══ Tekst do przeczytania ══

Aleksandra S.

Aleksandra S. wynajem komfortowych
apartamentów Gdańsk,
Sopot

Temat: Mój kot staje się potworem...

a co powiecie na 3 koty i psa???
Po odejsciu poprzedniego psa, trafila do nas kotka, przybłęda (3 mies) - nie moge złego słowa na nia powiedziec - czasem tylko każe nam "oglądać" swoje zdobycze z polowań.......
po roku przyszedł do nien w zaloty kocur ok 1 roku. Wykastrowalismy go i trafił do rodziców (odwiedzają nas razem z kotem). 2 lata temu córka kupiła psa (wilczur) ale na szczęście nasza kotka (UFO) nie jest złosliwa i raczej schodzi psu z drogi (na ogół do ogrodu). Miesiąc temu córka po rocznej nieonecności wprowadziła się znów do nas razem z 2 małymi kotkami! Istny zwierzyniec. Nasza kotka nie lubi młodych kociąt i je goni od siebie zaś pies uwielbia zbawy z maluchami (siostry) - gryzie je i goni po mieszakaniu a one rozkładają się na podłodze czekając na to "gryzienie" - chwilami przejść się nie da po korytarzu! Wesoła gromadka ale trzba pilnować misek kocich (młode jedzą co innego a UFO co innego)- młodzież lubi podjadać dorosłe jedzenie :-) no i wypijają psu wodę z miski - na szczęście pies już nie zwraca na to uwagi!
Kotom jednak w towarzystwie weselej - nie nudzą się bo wyszaleją się w zabawie. Kot który nudzi się musi jakoś roładować zgromadzoną energie i dlatego taki kot ma "napady szału". Moja "stara" kotka tez tak ma jak pada albo jest dużo sniegu i nie może wyjśc na dwór - kot musi miec dużo zajęć.
Pozdrawiam
Kasia B.

Kasia B. wróciłam :)

Temat: Mój kot staje się potworem...

═══
══ Prezentowane informacje ══

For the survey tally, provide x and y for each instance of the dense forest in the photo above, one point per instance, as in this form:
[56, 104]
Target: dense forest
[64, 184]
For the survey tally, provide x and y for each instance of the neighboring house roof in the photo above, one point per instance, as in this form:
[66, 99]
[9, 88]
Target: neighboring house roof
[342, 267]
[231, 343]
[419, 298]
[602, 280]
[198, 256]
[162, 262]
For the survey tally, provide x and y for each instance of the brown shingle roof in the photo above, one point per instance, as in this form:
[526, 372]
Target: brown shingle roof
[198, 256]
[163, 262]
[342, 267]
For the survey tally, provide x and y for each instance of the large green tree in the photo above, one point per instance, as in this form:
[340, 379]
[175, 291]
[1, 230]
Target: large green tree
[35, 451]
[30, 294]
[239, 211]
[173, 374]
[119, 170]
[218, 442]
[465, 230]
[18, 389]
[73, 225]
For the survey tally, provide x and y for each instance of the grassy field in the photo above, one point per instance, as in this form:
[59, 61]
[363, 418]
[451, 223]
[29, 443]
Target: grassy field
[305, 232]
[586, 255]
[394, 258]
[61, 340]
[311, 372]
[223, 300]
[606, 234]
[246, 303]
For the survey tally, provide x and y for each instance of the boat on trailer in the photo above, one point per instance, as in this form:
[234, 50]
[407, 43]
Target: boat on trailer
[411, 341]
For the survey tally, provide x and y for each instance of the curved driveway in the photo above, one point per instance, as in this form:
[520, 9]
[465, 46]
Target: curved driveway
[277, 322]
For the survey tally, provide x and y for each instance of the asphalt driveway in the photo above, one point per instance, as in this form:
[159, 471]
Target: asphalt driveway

═══
══ Prezentowane informacje ══

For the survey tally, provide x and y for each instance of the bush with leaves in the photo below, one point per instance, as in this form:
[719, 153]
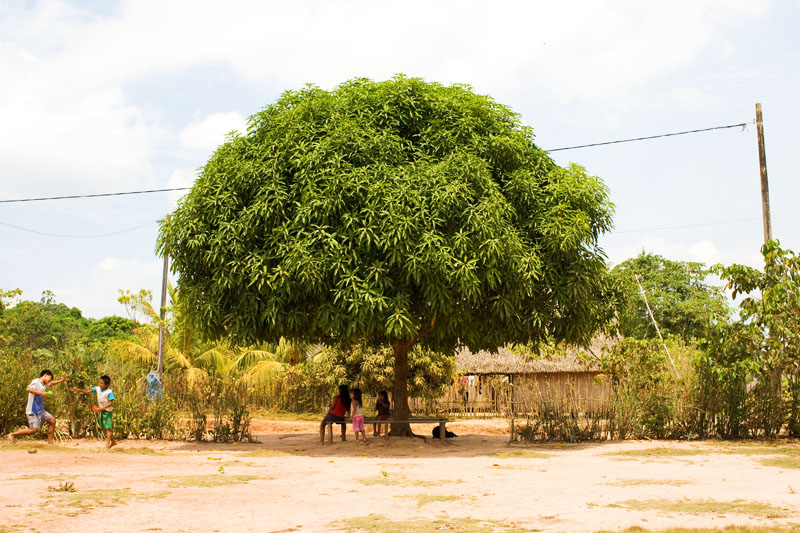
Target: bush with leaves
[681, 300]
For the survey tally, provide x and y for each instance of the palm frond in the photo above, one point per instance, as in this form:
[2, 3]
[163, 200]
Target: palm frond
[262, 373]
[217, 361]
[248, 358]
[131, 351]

═══

(Polecenie) Proszę wypisać z wpisu o kotach i psie wszystko od słów „Aleksandra S. wynajem” aż po słowa „zdobycze z polowań.......”, bez wprowadzania jakichkolwiek zmian.

(Oczekiwany wynik)
Aleksandra S. wynajem komfortowych
apartamentów Gdańsk,
Sopot

Temat: Mój kot staje się potworem...

a co powiecie na 3 koty i psa???
Po odejsciu poprzedniego psa, trafila do nas kotka, przybłęda (3 mies) - nie moge złego słowa na nia powiedziec - czasem tylko każe nam "oglądać" swoje zdobycze z polowań.......